* _Your assignment_: Give all the records again, with no alterations.

* _Records provided_:

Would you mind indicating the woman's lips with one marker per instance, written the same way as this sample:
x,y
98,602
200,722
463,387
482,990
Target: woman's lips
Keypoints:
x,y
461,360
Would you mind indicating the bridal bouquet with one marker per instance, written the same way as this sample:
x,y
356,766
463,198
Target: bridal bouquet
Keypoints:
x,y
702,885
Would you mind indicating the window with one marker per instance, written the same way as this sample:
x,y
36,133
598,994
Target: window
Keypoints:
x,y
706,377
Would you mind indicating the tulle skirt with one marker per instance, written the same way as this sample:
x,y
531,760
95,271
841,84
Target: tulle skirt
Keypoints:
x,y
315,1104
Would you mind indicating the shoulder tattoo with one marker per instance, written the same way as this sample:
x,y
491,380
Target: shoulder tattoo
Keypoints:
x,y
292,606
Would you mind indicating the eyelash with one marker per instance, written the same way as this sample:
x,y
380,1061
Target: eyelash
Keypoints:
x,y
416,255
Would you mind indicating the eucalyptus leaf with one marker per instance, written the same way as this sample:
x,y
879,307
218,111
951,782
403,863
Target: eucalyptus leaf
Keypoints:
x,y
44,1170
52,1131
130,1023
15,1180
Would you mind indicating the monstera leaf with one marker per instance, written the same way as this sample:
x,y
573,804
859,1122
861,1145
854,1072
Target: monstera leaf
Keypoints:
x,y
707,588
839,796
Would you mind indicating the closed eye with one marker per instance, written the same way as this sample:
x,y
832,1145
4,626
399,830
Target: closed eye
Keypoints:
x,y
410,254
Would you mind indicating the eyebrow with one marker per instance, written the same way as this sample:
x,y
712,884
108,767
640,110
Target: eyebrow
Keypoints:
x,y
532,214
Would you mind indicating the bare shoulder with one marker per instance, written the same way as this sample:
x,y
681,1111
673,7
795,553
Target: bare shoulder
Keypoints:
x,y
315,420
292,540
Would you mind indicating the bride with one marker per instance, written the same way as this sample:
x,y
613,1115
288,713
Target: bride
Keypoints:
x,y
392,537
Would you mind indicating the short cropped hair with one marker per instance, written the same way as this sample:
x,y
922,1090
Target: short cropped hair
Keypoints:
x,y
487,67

* _Answer to this exercise_:
Would you mind indicating the woman's lips with one marker per instance, written the same way as this sample:
x,y
98,602
200,722
463,387
482,990
Target: woman's lips
Keypoints:
x,y
461,360
Would you mind indicating the bridal bouquet with one marker per instance, written the same way as this sample:
x,y
356,766
463,198
Target: bridal bouquet
Keypoints:
x,y
702,885
Would you mind indicating the window with one marker per instance, written the same way as this sample:
x,y
36,133
598,994
Target: window
Keypoints:
x,y
706,377
Would you mind indicating the tulle skirt with one marker per instance, written the same way as this sample:
x,y
531,760
95,271
841,84
Target: tulle skirt
Keypoints:
x,y
315,1104
Would you mind indicating the shoulder tattoo with one marker per instance, written the same way as this sample:
x,y
491,380
Target: shoulder tattoo
Keypoints:
x,y
292,606
Would you mind indicating the eyelash with one marker per instance, written the same way as this sample:
x,y
380,1061
Target: eyelash
Keypoints:
x,y
416,255
Would you mind indicating the eucalyptus leaf with one marker per instance, written the same way as this sample:
x,y
879,307
218,111
951,782
403,863
Target: eucalyptus leaf
Keypoints:
x,y
44,1170
52,1131
130,1023
15,1180
Would you mind indicating the monstera leaf with one marker per instance, written the same way as this sample:
x,y
573,804
859,1122
861,1145
854,1072
Target: monstera leaf
Keypoints:
x,y
707,588
839,796
Would you mind indicating the closed eye with one marker per instance, written the same way as this sample:
x,y
832,1145
4,626
399,830
Target: closed eye
Keypoints:
x,y
410,254
Would you mind indicating the eyebrow with one marker per instance, written the same way as this sample:
x,y
712,884
108,767
640,110
Target: eyebrow
Keypoints:
x,y
532,214
Would you mind indicating the bare shoulder with one marker per instance, written the same way as this sample:
x,y
681,1111
673,7
795,553
Target: bare shoulder
Keypoints:
x,y
315,420
292,540
Would you mind indicating the bride with one marker per instance, written the same way as this sample:
x,y
613,1115
288,713
Target: bride
Keypoints:
x,y
392,537
Would you mind indicating the short cropped hair with one marker per instance, written the same way as this sample:
x,y
922,1090
Target: short cropped hair
Keypoints:
x,y
487,67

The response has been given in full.